>>>
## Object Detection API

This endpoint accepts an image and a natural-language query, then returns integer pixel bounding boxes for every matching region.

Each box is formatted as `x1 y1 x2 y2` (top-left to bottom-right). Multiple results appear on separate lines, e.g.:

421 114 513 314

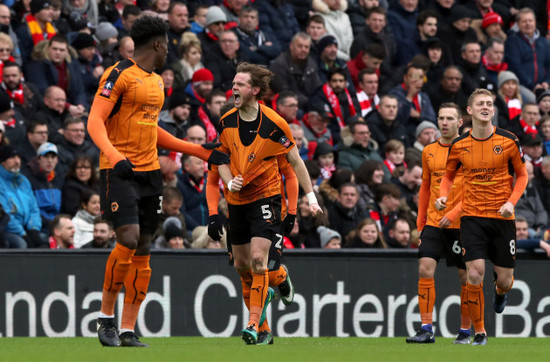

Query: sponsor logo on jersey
279 136 290 148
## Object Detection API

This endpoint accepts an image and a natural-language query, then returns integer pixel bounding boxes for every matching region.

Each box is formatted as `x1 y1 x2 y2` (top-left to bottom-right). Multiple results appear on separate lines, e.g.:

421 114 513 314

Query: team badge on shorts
279 136 290 148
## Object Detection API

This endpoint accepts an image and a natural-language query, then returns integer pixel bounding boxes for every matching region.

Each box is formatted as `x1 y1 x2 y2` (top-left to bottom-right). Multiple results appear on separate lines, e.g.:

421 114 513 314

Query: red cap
481 11 504 29
191 68 214 83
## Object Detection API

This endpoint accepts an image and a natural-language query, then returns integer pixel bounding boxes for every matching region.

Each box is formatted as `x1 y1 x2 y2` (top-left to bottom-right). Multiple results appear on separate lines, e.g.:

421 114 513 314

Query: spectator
48 214 75 249
166 1 191 64
356 68 380 117
367 94 410 154
387 218 411 248
233 6 281 65
495 70 523 129
276 91 299 124
300 105 335 148
317 226 342 249
72 33 105 104
344 218 388 249
504 8 550 92
328 183 368 238
24 35 89 111
271 32 322 110
390 63 436 139
311 0 353 61
405 119 439 163
369 183 401 240
0 61 41 119
534 155 550 213
354 160 384 210
354 7 397 84
185 68 214 107
0 4 22 64
72 191 101 249
427 65 468 112
25 142 63 233
254 0 300 49
197 6 227 56
61 155 99 216
515 161 548 239
388 0 420 65
205 30 249 91
310 67 359 142
0 91 25 144
459 40 496 94
520 134 542 170
438 4 478 64
152 187 189 244
336 117 383 170
516 215 550 257
17 121 48 165
0 145 43 248
80 217 116 249
178 156 208 232
306 14 327 55
155 216 189 249
191 226 227 249
15 0 57 64
57 117 99 174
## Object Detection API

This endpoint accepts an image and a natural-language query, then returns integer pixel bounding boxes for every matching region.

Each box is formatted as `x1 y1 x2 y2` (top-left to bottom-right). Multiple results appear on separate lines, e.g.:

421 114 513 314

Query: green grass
0 337 550 362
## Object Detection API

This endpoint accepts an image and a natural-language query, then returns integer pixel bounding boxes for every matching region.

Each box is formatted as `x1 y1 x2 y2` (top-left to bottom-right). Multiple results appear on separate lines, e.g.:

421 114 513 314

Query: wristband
306 191 319 205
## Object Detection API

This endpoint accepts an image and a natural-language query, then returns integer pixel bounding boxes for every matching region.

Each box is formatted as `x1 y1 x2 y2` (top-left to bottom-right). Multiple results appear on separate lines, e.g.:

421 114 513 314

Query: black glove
27 230 45 248
113 158 136 180
209 145 229 165
208 214 223 241
283 214 296 236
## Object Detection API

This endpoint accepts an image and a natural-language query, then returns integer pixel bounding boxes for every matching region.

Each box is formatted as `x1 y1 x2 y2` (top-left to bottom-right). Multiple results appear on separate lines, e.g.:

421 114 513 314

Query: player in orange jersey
435 89 527 345
407 103 470 344
88 16 229 347
218 63 321 344
206 155 299 345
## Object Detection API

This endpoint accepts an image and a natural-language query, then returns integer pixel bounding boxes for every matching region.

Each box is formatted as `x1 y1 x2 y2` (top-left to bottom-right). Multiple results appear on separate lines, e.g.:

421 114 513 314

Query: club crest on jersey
101 81 113 97
279 136 290 148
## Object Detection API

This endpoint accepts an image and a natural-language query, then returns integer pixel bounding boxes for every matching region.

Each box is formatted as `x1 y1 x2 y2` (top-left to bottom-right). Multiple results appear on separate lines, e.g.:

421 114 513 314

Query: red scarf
199 107 218 142
2 83 25 104
519 118 539 135
401 83 422 113
505 98 521 120
323 83 357 128
25 14 57 45
481 55 508 73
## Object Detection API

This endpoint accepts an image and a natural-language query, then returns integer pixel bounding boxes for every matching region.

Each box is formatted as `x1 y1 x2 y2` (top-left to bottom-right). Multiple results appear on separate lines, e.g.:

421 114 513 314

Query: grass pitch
0 337 550 362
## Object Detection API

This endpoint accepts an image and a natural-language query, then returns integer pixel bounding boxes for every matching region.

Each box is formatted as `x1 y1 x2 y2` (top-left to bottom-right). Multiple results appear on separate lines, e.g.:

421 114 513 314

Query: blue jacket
178 173 208 233
25 159 63 232
0 165 42 236
25 60 90 108
504 30 550 90
389 84 437 139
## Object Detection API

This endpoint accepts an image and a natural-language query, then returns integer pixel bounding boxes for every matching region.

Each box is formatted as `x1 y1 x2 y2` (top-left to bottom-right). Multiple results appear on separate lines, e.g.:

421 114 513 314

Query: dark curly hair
130 15 168 48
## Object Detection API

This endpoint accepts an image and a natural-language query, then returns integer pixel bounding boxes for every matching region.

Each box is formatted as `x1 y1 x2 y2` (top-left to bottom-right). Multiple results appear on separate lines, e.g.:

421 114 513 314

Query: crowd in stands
0 0 550 256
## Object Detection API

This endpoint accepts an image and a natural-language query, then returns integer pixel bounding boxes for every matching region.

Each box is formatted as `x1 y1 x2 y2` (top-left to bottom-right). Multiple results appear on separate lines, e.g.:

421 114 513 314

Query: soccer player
88 16 229 347
206 155 298 345
407 103 470 344
218 63 321 344
436 89 527 345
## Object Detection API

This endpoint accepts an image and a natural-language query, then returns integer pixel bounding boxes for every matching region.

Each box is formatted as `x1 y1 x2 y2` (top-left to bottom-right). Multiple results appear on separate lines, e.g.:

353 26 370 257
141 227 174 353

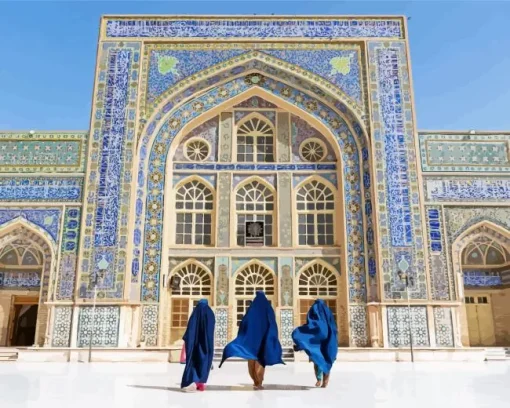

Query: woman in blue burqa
181 299 216 391
292 299 338 388
220 291 285 390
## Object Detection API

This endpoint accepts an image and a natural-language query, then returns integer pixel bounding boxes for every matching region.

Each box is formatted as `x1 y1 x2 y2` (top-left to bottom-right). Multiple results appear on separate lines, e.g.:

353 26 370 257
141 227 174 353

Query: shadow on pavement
128 384 315 393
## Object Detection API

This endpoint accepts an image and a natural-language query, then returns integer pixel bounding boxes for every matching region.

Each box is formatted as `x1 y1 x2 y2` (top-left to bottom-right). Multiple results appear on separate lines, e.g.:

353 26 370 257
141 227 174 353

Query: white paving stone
0 362 510 408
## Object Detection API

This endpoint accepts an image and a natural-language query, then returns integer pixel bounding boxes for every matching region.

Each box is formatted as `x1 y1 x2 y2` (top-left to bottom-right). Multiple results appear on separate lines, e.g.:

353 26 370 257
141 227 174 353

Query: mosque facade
0 16 510 355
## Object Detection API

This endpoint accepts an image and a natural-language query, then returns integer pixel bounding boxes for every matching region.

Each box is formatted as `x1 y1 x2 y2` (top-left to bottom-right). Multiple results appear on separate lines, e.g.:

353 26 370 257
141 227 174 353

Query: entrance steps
485 347 510 361
213 348 294 362
0 348 18 362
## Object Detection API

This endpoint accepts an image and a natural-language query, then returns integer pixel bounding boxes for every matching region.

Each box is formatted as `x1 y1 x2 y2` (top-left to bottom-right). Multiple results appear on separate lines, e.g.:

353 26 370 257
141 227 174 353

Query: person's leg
248 360 257 387
255 361 266 389
322 373 331 388
313 363 322 387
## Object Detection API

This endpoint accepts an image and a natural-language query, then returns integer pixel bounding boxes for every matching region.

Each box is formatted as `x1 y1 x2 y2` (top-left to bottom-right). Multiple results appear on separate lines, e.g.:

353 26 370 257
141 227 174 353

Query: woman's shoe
322 374 329 388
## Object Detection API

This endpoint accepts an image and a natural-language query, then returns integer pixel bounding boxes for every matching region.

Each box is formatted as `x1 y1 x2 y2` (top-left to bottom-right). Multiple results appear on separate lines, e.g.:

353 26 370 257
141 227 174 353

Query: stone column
218 112 234 163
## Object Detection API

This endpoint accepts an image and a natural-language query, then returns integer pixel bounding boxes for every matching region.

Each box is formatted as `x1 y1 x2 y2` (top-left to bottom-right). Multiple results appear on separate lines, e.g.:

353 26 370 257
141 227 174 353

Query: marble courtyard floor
0 362 510 408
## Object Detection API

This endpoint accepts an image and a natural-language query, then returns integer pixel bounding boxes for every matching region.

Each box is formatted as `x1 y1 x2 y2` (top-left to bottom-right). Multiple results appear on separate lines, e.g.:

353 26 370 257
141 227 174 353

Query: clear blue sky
0 0 510 130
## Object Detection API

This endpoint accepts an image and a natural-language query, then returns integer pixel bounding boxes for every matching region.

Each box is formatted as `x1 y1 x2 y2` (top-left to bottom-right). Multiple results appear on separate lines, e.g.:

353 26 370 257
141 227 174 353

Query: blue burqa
181 299 215 388
292 299 338 374
220 291 285 367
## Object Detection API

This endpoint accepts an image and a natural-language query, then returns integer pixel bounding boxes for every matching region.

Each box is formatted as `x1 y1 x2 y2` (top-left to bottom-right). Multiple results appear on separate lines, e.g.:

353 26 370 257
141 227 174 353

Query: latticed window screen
172 299 189 329
175 180 214 245
236 180 275 246
296 180 335 245
235 264 275 326
298 263 338 297
299 299 338 325
172 263 212 297
237 117 274 162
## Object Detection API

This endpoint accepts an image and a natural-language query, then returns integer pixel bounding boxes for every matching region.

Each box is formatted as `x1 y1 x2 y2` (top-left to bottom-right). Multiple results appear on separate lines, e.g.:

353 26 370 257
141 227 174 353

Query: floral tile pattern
434 307 454 347
51 306 73 347
140 305 159 347
419 134 510 173
77 306 120 347
214 308 228 348
387 306 430 348
280 309 294 347
0 132 88 173
0 177 83 202
80 42 140 299
106 17 404 39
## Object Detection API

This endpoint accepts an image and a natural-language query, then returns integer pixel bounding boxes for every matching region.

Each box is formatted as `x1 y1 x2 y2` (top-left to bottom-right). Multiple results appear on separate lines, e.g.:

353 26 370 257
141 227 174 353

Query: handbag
180 343 186 364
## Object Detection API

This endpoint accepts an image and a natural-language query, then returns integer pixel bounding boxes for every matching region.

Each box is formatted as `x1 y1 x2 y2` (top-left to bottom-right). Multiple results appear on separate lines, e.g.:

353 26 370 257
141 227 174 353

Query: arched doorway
298 260 339 332
0 221 53 347
460 225 510 347
233 261 277 333
170 259 212 344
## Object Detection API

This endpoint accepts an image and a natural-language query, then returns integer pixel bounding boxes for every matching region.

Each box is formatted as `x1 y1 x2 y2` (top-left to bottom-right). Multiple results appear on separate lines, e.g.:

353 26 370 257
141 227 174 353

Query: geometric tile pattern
368 41 427 299
214 308 228 348
0 132 88 173
419 133 510 172
56 207 81 300
77 306 120 347
80 42 140 299
280 309 294 347
51 306 73 347
425 206 455 300
387 306 430 347
106 17 403 39
424 177 510 202
349 305 368 347
140 305 159 347
0 207 62 245
433 307 454 347
464 271 503 287
0 177 83 202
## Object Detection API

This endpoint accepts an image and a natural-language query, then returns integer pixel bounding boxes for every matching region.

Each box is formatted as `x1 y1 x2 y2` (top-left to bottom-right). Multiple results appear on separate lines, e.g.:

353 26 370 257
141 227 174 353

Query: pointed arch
0 222 56 346
139 70 372 314
232 176 277 246
169 259 214 297
293 175 338 246
173 175 216 246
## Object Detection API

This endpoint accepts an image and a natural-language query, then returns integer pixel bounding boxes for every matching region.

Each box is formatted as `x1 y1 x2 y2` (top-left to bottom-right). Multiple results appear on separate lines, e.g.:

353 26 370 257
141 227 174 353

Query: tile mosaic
51 306 73 347
424 177 510 202
77 306 120 347
433 307 454 347
0 132 88 173
140 305 159 347
387 306 430 348
280 309 294 347
0 176 83 202
214 308 228 348
419 134 510 172
106 17 404 39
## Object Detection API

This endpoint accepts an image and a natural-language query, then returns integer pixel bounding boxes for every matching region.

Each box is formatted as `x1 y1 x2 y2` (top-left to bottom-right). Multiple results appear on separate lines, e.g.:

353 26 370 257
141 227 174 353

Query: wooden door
465 294 496 347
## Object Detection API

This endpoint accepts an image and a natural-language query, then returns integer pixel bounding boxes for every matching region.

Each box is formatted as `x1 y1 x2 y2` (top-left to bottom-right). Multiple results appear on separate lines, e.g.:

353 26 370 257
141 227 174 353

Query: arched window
236 180 275 246
170 262 212 343
235 263 275 327
296 180 335 245
298 262 338 324
175 180 214 245
237 115 274 163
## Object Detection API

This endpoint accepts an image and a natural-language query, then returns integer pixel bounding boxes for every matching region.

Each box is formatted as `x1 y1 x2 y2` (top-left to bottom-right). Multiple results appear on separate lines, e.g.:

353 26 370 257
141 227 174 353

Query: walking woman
220 291 285 390
292 299 338 388
181 299 215 392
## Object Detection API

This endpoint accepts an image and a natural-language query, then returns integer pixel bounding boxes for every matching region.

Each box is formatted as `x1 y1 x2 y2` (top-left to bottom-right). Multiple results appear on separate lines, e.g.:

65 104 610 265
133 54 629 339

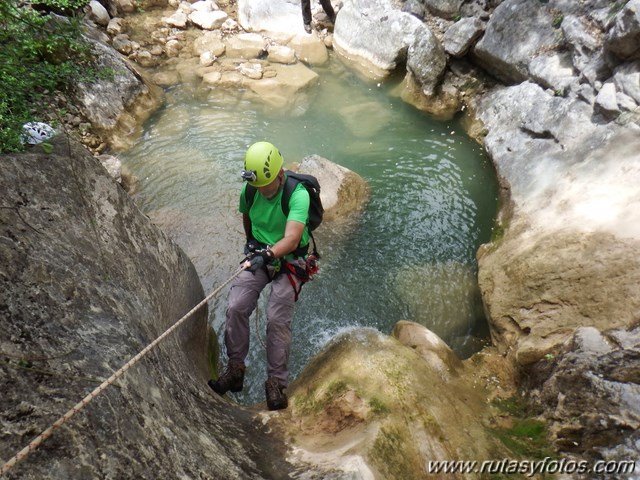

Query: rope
1 266 244 474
<<<
[INSTRUCTIONS TO FOLLOW]:
Convert the listing, from its first line through the line containing "Query: sponsor logo on jersey" (both included), into a JSON list of strings with one string per line. Skip blank lines and leave the pictures out.

[SOLUTION TO THE PROBLEM]:
[
  "## Object Detection API",
  "This endpoint accepts an image and a natural-language query, then returns integer pixel bounding boxes for every matching region.",
  "Each box is formatted as `x1 y1 x2 y2` (top-left to bottom-right). Multiple results appear on separate lines, e.g.:",
  "421 114 513 314",
  "Query: sponsor logo on jersey"
]